> EXTRAIT DU DOCUMENT:
---+---
Certes, les femmes sur ce site  ont  l’opportunité d’avoir « l’or bleu » gratuitement mais sa disponibilité n’est pas permanente. «Pendant la saison pluvieuse, nous pouvons passer deux ou trois jours sans eau même pour boire.», explique le gérant de la fontaine, Gérard Kabré. En effet sur ce site, le système d’approvisionnement en eau potable fonctionne avec des plaques solaires. C’est l’énergie solaire qui  alimente le système de pompage et  permet aux réservoirs (polytanks)  de se remplir d’eau. Cependant,  en saison hivernal surtout au mois d’août où les pluies sont abondantes, le soleil se fait rare. Il est  donc difficile pour les panneaux d’avoir de  l’énergie solaire pour l’alimentation du système de pompage.
---+---
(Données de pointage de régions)
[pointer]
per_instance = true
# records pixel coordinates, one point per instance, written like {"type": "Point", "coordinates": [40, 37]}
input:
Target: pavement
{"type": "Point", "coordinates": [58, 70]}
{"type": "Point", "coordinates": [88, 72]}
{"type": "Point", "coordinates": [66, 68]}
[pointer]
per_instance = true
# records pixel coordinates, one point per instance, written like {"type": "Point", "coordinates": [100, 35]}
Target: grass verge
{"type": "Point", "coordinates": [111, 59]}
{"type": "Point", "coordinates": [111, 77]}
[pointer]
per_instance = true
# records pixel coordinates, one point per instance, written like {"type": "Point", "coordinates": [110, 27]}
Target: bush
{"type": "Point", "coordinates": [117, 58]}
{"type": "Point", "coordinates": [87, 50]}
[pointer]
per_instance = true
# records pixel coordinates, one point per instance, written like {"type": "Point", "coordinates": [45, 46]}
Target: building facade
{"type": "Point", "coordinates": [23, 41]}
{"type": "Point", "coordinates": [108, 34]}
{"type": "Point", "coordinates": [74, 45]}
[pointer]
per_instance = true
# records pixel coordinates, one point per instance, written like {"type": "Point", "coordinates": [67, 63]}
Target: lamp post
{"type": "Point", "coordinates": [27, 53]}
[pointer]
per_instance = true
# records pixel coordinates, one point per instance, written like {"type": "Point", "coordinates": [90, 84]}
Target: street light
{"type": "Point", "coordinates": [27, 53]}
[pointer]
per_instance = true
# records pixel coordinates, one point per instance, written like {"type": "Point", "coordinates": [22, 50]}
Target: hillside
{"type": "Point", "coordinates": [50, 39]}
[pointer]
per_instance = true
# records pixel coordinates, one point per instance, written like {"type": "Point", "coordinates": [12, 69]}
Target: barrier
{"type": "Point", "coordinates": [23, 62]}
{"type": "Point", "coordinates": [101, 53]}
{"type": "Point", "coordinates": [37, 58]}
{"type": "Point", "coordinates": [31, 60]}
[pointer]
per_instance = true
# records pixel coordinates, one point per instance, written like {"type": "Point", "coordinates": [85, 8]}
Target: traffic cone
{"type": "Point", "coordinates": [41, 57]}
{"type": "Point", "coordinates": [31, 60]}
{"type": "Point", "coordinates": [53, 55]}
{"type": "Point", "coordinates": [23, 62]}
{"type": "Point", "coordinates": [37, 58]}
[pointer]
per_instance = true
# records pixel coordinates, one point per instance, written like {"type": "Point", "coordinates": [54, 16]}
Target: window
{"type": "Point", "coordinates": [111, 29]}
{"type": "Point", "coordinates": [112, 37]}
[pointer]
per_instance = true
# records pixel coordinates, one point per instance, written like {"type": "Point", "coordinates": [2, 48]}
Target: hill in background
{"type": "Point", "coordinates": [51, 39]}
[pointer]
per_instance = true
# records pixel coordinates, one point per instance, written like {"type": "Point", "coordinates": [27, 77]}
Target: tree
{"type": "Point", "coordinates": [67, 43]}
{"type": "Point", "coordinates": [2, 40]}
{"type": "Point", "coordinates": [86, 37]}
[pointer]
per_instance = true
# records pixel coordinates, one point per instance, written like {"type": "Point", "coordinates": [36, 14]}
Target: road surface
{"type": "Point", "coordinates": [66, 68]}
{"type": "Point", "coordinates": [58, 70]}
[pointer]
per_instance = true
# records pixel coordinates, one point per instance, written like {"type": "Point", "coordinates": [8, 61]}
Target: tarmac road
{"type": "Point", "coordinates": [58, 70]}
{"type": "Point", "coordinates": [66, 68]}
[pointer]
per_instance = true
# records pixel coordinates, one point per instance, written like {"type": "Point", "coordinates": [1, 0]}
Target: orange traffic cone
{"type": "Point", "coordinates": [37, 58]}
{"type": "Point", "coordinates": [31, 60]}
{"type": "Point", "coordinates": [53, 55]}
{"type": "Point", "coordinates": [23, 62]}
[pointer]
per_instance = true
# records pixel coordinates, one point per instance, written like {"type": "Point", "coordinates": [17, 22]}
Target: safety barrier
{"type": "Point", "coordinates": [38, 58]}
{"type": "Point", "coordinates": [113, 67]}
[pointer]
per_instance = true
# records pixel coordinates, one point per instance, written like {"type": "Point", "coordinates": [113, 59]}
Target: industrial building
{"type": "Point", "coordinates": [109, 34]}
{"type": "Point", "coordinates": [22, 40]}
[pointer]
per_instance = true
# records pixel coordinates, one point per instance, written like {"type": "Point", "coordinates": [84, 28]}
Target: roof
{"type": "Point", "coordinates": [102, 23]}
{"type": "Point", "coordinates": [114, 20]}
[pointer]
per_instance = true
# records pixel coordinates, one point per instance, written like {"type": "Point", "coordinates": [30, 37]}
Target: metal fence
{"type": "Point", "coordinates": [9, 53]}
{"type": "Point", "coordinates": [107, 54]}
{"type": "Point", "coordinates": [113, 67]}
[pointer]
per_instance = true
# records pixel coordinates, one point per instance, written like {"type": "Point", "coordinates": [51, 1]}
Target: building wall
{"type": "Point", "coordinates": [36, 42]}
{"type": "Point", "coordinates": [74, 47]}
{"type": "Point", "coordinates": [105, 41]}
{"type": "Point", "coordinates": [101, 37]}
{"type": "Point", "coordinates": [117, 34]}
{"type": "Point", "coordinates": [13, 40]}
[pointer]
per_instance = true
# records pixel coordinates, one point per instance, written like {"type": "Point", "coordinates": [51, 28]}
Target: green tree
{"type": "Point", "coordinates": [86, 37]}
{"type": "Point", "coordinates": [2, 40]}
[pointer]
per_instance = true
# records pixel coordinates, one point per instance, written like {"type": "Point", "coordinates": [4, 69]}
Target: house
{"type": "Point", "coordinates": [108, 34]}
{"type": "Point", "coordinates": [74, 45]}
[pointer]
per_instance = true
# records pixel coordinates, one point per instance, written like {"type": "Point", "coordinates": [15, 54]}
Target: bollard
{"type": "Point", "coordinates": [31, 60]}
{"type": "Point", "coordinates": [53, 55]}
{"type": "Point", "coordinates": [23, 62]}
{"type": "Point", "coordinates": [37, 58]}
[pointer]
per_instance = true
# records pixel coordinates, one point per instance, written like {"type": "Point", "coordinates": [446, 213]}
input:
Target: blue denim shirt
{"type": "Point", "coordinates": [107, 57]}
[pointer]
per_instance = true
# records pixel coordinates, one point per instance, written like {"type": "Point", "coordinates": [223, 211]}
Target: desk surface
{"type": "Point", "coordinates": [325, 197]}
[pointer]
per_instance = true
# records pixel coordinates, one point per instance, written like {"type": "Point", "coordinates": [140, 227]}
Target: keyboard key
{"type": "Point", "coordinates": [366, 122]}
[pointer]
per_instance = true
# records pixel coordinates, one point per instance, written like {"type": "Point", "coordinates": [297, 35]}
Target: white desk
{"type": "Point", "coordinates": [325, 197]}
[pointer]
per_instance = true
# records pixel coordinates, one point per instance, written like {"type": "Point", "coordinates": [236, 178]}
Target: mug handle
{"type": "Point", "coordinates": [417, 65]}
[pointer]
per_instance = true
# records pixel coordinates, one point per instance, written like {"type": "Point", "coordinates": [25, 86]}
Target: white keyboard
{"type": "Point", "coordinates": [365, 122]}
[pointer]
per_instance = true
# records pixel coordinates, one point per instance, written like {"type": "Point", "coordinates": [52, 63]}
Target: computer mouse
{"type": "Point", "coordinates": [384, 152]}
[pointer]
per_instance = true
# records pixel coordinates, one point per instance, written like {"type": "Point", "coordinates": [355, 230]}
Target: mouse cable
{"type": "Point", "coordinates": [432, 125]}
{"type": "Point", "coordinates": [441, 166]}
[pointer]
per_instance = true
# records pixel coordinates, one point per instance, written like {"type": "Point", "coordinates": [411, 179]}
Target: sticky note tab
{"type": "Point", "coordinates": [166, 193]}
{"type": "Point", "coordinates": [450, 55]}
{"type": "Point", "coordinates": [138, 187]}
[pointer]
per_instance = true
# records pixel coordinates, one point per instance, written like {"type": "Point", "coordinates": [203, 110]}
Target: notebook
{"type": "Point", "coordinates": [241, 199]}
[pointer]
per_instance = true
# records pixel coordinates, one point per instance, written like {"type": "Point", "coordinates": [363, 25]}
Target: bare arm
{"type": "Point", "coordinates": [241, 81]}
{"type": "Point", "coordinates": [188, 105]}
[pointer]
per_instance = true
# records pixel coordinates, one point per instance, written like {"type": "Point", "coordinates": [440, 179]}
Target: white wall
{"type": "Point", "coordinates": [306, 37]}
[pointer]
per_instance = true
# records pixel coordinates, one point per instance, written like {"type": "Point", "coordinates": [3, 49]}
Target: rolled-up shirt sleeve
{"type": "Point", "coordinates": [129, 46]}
---+---
> LISTE DES TÂCHES:
a - Dans l'extrait sur la fontaine, quelle énergie alimente le système de pompage ?
b - Poursuivez l'extrait sur la fontaine après sa dernière phrase.

> RÉPONSES DANS L'ORDRE:
a - L'énergie solaire.

b -
« Les femmes  se retrouvent sans eau à cause des caprices de dame nature » informe M. Kabré. Comme ces deux dames (Sidsoré Mandé et Aicha Tamboura), ce sont  25 920 femmes déplacées de 13 sites  de Kaya qui vivent cette situation difficile au quotidien.  Elles doivent, le plus souvent, emprunter  de l’argent à des voisines hôtes ou faire la manche dans la ville pour pouvoir  prendre soin de leurs ménages. La situation va de mal en pis chez certaines femmes. Assèta  Dicko est arrivée à Kaya, il y a de  cela plus de 5 mois. Venue de Dablo(90 km) de Kaya avec ses huit enfants et sans époux, elle doit se débrouiller pour s’occuper de ses progénitures. Logée hors d’un site de déplacé au secteur 6 de kaya, elle se voit contrainte de louer avec ses enfants un « entrer-coucher » au prix de 5000 F CFA le mois. «N’étant pas habituée à acheter de l’eau, je dois cependant m’y faire. Car, les réalités ne sont plus les mêmes » fait-elle remarquer.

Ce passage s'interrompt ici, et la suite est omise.